TEXT SHOWN ▸
##########

Headshot of Kitt Shaffer, MD, PhD, FACRKitt Shaffer, MD, PhD, FACR, chief editor of the American College of Radiology® (ACR®) Case in Point®, contributed this post.

This month, we are proud to celebrate the 15-year anniversary of the American College of Radiology® (ACR®) Case in Point®. Case in Point is an educational resource provided free to ACR members, residents in radiology-related programs and medical students interested in radiology. Users are emailed a new case daily and can also access our online case archive and claim SA-CME credits for their participation.

Since the inception of Case in Point, we have developed a repertoire of almost 4,000 cases in our library, with an increase of over 251% since 2010. We are proud to share that our total number of completions has reached 4,301,139 cases.

Most recently, we have aimed to provide further support to the radiology community as we continue to navigate COVID-19. All submitted COVID-19 cases are now available as public access and are continually updated online.

##########

GIVEN RECORDS ▸
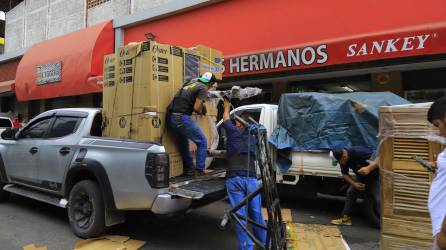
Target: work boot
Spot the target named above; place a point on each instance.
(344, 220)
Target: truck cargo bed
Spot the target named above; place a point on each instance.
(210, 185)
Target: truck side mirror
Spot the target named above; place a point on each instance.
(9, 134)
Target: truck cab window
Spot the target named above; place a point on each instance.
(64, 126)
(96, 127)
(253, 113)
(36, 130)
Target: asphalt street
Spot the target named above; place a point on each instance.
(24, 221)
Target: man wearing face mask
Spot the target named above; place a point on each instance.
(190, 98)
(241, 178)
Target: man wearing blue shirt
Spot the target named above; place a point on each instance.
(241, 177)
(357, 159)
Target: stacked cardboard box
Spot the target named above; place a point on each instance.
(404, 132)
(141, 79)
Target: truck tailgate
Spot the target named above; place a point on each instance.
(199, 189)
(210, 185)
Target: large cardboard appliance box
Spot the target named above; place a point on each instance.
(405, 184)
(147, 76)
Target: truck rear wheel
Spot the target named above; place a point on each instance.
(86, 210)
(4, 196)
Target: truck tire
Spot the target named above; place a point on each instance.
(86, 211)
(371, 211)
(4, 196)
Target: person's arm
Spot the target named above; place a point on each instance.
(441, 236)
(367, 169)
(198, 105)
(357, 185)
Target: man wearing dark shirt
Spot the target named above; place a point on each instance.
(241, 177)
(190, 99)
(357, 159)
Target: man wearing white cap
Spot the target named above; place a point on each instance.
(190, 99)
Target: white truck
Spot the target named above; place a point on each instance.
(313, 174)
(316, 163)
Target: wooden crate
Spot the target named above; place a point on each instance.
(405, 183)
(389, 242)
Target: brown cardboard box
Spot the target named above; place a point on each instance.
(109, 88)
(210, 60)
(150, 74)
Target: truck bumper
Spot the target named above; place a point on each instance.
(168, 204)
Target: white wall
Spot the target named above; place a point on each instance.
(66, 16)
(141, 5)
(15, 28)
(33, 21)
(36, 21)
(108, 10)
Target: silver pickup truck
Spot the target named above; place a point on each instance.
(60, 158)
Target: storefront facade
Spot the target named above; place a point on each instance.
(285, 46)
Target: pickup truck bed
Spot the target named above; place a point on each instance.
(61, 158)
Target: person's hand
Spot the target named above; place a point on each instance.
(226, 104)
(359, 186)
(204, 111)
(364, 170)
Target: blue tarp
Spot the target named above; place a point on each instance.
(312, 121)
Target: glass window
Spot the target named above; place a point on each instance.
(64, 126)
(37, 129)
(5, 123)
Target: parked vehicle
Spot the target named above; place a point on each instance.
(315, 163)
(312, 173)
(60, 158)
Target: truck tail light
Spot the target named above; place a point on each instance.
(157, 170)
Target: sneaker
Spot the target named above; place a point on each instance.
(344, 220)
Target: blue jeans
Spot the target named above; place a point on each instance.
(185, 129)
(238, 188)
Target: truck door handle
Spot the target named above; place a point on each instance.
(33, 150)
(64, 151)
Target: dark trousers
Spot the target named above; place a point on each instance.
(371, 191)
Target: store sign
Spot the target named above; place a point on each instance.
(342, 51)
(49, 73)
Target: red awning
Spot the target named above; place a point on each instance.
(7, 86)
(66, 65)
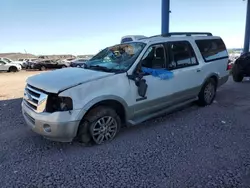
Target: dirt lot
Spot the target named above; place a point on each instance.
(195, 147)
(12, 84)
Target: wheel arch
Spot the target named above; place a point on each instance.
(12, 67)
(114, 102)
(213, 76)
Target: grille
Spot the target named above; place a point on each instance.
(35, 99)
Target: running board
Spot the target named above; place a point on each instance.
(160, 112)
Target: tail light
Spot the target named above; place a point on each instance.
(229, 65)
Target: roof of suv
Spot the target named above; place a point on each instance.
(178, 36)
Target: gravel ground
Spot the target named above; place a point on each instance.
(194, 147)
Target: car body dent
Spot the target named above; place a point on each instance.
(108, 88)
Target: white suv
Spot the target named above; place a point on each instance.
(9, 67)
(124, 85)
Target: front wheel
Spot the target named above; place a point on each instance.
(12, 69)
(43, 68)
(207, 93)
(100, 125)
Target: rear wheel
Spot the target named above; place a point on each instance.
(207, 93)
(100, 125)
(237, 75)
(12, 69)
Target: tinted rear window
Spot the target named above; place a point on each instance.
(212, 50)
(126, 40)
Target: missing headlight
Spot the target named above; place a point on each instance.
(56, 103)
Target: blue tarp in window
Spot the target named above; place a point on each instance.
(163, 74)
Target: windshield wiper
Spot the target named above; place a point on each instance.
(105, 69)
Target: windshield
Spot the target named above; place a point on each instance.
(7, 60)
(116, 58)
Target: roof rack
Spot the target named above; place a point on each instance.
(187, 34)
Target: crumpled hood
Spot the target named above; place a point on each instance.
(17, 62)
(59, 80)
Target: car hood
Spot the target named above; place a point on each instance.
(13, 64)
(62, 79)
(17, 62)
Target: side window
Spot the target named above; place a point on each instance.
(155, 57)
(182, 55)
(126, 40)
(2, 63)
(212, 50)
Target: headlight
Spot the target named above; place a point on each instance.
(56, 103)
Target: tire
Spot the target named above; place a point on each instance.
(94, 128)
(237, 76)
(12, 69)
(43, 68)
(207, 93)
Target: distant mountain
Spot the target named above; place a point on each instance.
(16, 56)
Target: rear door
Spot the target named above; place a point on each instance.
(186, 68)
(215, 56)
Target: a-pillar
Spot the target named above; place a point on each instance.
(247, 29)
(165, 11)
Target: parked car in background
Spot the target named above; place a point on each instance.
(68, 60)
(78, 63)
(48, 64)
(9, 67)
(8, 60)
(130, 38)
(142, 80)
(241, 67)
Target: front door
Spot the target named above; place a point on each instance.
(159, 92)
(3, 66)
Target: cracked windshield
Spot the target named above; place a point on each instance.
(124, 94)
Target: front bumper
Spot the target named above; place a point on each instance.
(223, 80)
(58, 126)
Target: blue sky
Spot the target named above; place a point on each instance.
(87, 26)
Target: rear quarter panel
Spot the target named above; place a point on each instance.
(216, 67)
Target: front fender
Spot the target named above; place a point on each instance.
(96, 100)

##########

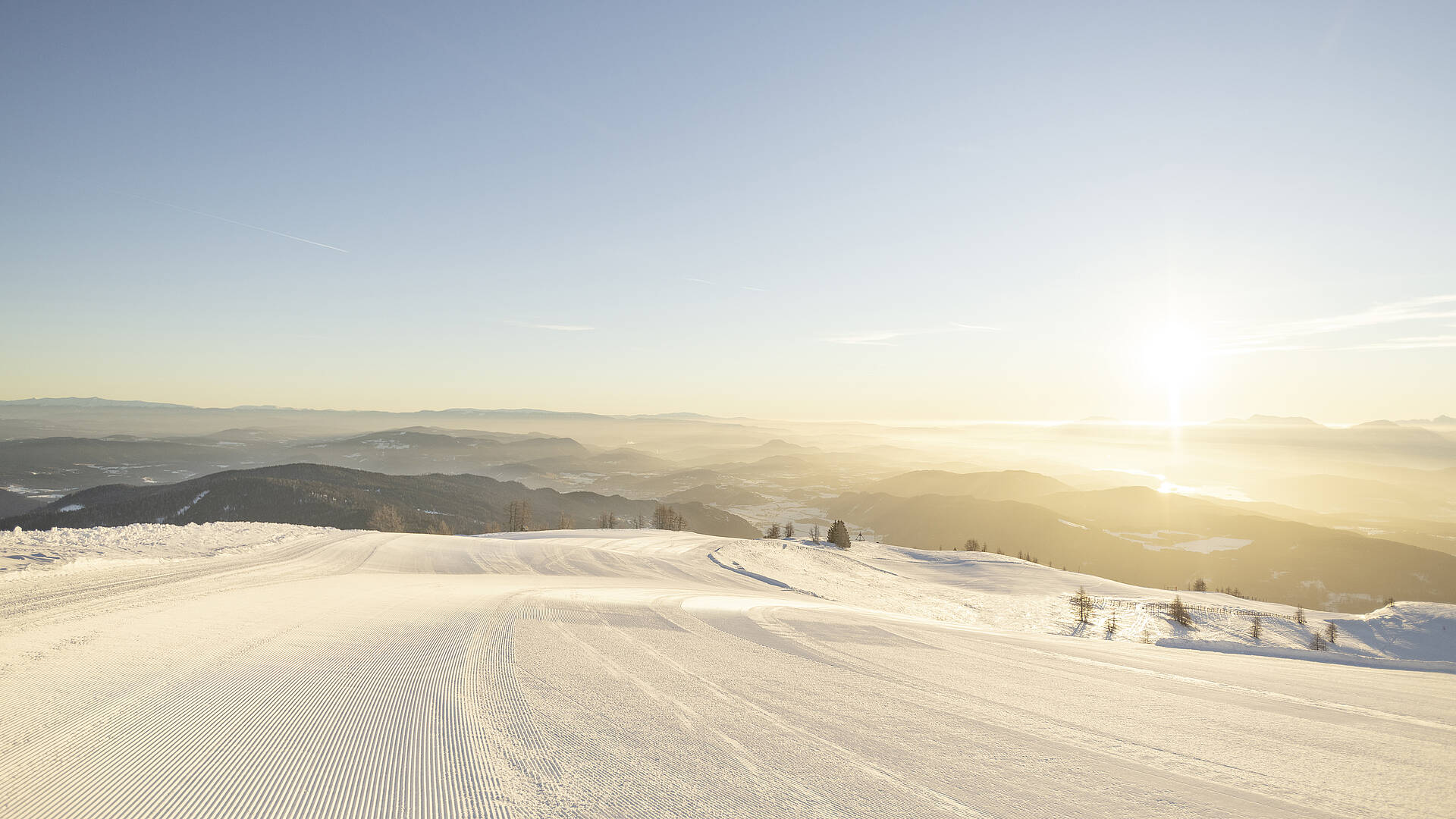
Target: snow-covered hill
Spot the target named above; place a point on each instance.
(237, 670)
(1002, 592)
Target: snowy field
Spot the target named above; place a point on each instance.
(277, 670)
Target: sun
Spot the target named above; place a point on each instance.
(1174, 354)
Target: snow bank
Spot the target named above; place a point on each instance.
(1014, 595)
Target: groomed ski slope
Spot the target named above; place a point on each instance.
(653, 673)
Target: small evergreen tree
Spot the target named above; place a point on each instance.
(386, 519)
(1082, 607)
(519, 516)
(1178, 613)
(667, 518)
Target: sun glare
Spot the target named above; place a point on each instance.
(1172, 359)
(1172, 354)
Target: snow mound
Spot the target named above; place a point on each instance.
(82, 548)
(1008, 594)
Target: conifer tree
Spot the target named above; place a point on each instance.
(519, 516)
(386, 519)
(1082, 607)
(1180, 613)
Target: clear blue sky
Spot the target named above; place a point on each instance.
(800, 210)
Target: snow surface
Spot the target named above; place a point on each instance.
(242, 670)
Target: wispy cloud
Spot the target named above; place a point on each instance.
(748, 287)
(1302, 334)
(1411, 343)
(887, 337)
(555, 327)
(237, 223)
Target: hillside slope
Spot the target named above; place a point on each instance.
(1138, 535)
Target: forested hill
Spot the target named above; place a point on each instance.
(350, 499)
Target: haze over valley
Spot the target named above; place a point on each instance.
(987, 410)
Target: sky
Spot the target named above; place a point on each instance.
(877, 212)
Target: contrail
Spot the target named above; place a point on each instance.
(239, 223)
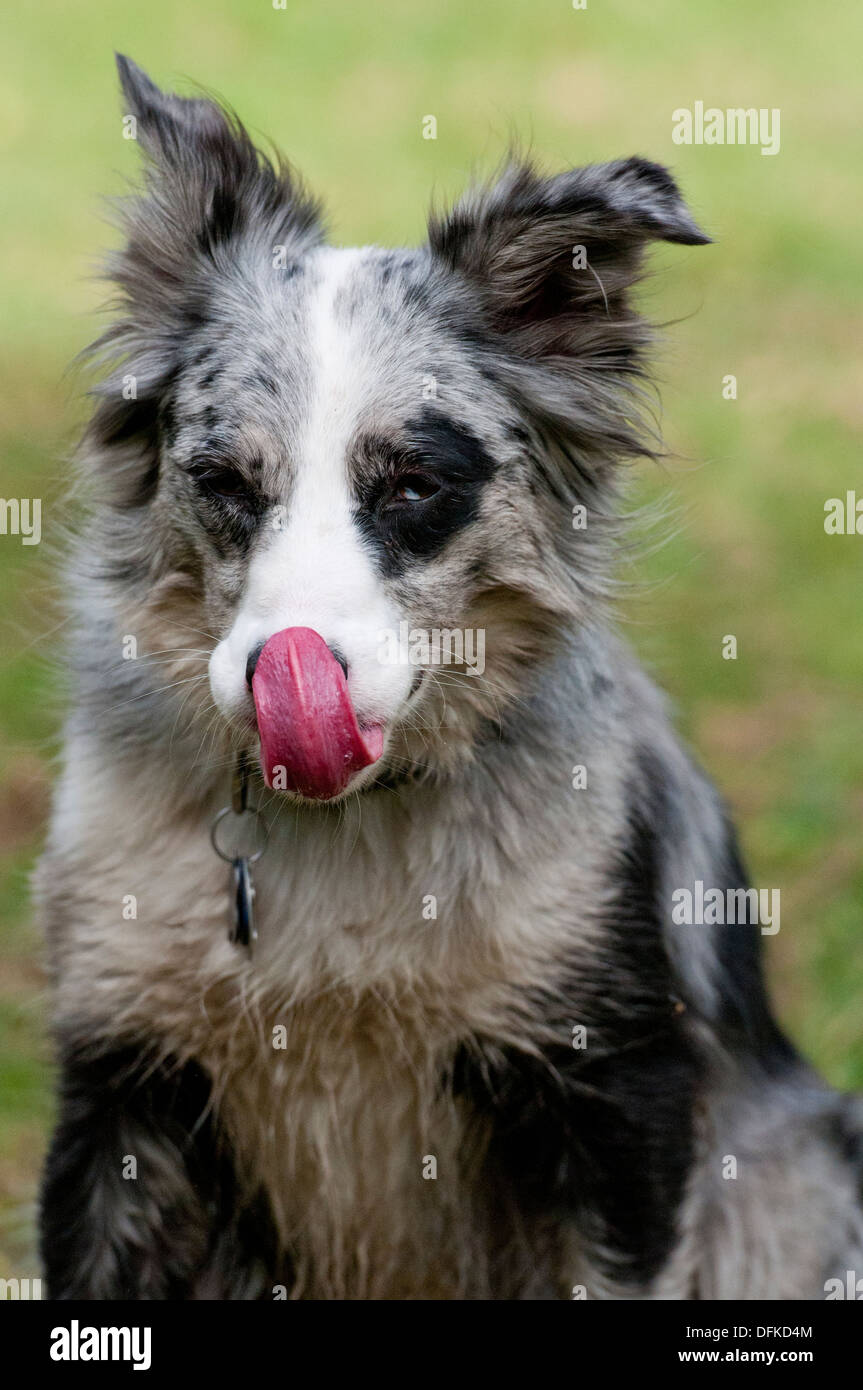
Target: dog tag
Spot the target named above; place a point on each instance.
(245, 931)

##########

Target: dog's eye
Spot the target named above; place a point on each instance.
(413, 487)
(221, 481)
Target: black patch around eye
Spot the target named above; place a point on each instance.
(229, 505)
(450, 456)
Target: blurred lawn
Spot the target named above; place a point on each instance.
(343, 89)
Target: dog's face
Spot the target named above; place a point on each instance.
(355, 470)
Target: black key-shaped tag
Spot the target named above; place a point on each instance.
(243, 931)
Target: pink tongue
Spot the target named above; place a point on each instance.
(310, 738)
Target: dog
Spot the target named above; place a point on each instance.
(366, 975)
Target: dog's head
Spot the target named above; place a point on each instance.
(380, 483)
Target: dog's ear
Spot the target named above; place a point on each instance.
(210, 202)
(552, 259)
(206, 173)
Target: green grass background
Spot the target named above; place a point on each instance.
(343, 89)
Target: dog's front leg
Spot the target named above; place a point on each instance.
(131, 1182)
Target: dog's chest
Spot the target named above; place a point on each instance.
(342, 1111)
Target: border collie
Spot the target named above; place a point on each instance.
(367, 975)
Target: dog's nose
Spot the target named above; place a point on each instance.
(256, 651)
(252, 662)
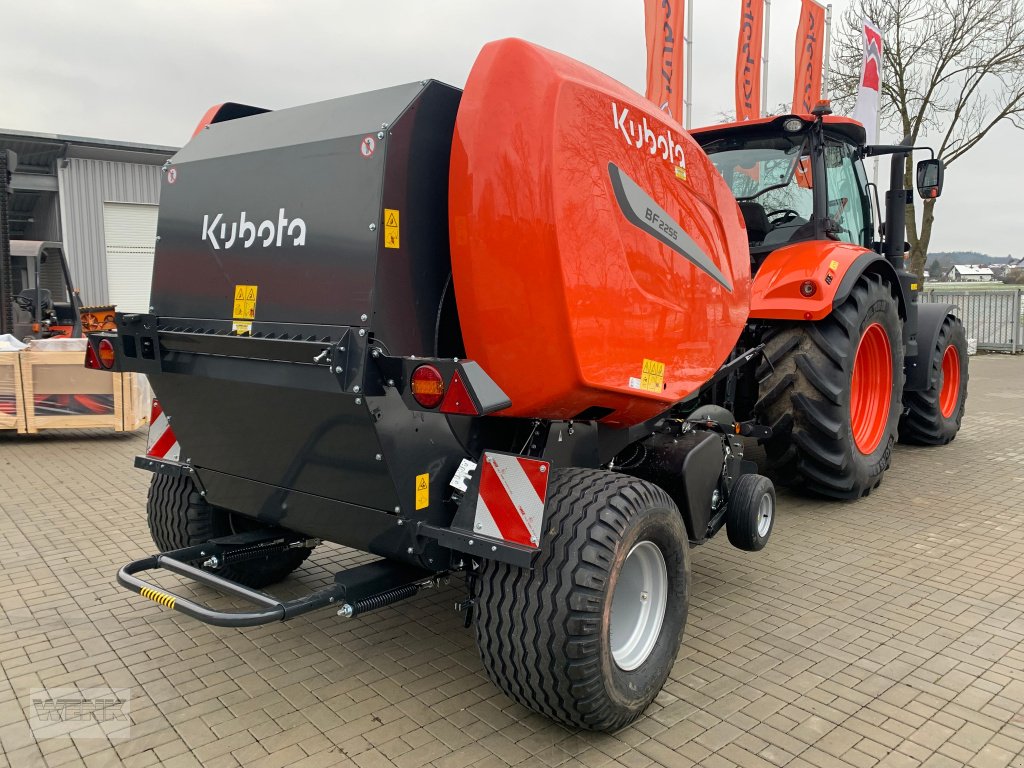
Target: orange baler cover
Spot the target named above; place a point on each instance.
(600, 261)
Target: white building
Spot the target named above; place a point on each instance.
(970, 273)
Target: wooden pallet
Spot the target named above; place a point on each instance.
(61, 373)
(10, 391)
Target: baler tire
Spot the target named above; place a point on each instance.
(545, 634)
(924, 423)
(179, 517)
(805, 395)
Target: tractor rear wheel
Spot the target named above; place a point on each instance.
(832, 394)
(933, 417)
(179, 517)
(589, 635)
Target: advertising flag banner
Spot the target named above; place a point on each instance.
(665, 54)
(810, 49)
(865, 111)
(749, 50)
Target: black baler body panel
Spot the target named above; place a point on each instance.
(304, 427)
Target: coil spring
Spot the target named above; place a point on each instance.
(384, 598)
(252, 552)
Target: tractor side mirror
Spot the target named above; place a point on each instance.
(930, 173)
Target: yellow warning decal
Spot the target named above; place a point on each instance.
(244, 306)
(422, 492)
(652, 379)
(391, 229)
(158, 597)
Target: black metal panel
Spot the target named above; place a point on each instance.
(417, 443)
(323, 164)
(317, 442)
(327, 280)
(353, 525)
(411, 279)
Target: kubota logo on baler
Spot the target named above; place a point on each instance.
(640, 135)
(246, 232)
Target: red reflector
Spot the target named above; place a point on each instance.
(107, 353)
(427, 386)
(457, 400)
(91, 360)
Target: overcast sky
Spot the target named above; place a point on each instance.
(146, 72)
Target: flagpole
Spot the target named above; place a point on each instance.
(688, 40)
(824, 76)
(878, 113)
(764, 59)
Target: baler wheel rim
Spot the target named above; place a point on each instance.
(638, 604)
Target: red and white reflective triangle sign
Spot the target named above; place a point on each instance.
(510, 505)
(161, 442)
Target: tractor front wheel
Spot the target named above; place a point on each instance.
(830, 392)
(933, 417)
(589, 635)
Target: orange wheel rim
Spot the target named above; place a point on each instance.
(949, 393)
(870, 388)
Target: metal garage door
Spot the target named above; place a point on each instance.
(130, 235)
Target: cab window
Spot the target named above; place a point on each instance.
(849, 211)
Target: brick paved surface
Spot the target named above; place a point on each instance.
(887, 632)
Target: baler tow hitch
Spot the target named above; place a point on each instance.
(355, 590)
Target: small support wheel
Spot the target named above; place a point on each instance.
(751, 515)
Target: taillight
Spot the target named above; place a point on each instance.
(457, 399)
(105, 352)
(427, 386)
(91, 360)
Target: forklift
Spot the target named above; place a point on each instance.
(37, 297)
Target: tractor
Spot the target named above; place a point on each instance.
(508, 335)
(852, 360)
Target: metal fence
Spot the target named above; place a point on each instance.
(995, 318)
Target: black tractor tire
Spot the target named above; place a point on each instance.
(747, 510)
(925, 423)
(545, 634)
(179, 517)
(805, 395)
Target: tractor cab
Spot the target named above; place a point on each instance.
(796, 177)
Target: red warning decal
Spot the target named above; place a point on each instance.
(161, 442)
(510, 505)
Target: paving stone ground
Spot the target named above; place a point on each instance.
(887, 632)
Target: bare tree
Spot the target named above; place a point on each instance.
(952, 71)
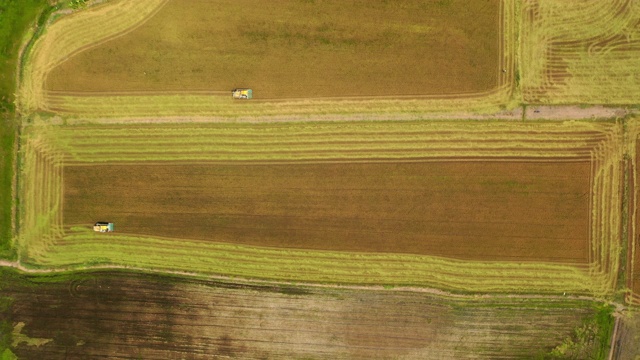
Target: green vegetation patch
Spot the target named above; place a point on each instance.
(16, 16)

##########

DIRECTIONS ▸
Continue the text on the 15-year anniversary of Case in Point, picking up after its last sentence.

WRITTEN REPLY ▸
Additionally, we are moving towards implementing a new online submission process starting Wednesday, July 8. Authors will have the capability to enter case data directly into our system for conversion to a case. Any necessary edits will be made over email prior to case creation.

As we look to the future, we are excited to share our new global health initiative in collaboration with RAD-AID. Together, we are working to enhance the delivery of Case in Point to RAD-AID’s partnered, resource-poor hospitals in low and middle-income countries. Our efforts will strengthen the accessibility and quality of training materials available to medically underserved regions worldwide.

Join us in celebration this month as we reflect on the past 15 years of Case in Point and look to the future of how we will continue to support the education of ACR members, radiology residents and medical students around the globe.